AUSZUFÜHRENDE SCHRITTE:
[A] Zitieren Sie aus dem Interview über die Vertrauensstelle Themis den Abschnitt von „Frau Hubert, was“ bis einschließlich „war oder nicht.“.
[B] Extrahieren Sie aus den Datensätzen jede Zeile, in der die Zeichenfolge „safety“ vorkommt.

AUSZUG:
Sexuelle Belästigung: Vertrauensstelle Themis zieht Bilanz
Seit fünf Jahren kümmert sich die unabhängige Vertrauensstelle Themis um sexuelle Belästigung in der Film- und Medienbranche. Nun wurde Bilanz gezogen. Ein Gespräch mit der Vorstandsvorsitzenden Eva Hubert.
Frau Hubert, was hat Sie in dieser Zeit, in der Sie das mitbetreuen, am meisten überrascht?
Eva Hubert: Mich persönlich hat sehr überrascht, wie viele Fälle dann doch zusammengekommen sind und dass die Zahl immer noch weiter ansteigt. Eine große Überraschung war, dass sich während der Corona-Zeit viel mehr Betroffene gemeldet haben als am Anfang. Das erkläre ich mir damit, dass viele dann erst mal darüber nachgedacht haben, was eigentlich mit ihnen passiert ist und von Themis eine Einordnung haben wollten, ob das denn sexuelle Belästigung war oder nicht.

(Auszüge aus Daten zur Punktannotation)
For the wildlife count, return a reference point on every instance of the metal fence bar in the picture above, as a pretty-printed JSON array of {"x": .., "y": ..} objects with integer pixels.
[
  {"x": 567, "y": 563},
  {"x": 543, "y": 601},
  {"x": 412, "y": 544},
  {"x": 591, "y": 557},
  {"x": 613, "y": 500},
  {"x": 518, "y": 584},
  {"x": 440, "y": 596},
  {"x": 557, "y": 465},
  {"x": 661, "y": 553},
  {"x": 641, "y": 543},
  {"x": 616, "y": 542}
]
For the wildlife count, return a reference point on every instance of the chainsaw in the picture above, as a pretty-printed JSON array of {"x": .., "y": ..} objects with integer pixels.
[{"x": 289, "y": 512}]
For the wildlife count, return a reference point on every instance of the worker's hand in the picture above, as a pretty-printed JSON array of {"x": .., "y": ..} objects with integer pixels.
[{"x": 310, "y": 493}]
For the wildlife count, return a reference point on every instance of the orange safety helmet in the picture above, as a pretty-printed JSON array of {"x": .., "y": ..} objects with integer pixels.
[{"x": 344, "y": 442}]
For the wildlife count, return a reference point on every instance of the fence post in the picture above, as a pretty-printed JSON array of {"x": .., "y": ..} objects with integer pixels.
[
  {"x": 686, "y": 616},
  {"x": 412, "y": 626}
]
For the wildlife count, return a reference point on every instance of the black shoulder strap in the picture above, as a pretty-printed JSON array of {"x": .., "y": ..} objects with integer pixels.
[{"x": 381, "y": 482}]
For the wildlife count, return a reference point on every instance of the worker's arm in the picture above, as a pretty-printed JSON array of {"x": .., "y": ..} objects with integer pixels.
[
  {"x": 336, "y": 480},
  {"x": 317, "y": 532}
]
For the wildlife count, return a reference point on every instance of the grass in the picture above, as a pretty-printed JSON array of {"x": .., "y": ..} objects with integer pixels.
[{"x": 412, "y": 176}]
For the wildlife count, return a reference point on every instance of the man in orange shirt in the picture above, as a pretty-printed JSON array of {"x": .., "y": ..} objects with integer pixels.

RICHTIGE ANTWORTEN:
[A]
Frau Hubert, was hat Sie in dieser Zeit, in der Sie das mitbetreuen, am meisten überrascht?
Eva Hubert: Mich persönlich hat sehr überrascht, wie viele Fälle dann doch zusammengekommen sind und dass die Zahl immer noch weiter ansteigt. Eine große Überraschung war, dass sich während der Corona-Zeit viel mehr Betroffene gemeldet haben als am Anfang. Das erkläre ich mir damit, dass viele dann erst mal darüber nachgedacht haben, was eigentlich mit ihnen passiert ist und von Themis eine Einordnung haben wollten, ob das denn sexuelle Belästigung war oder nicht.

[B]
For the wildlife count, return a reference point on every instance of the orange safety helmet in the picture above, as a pretty-printed JSON array of {"x": .., "y": ..} objects with integer pixels.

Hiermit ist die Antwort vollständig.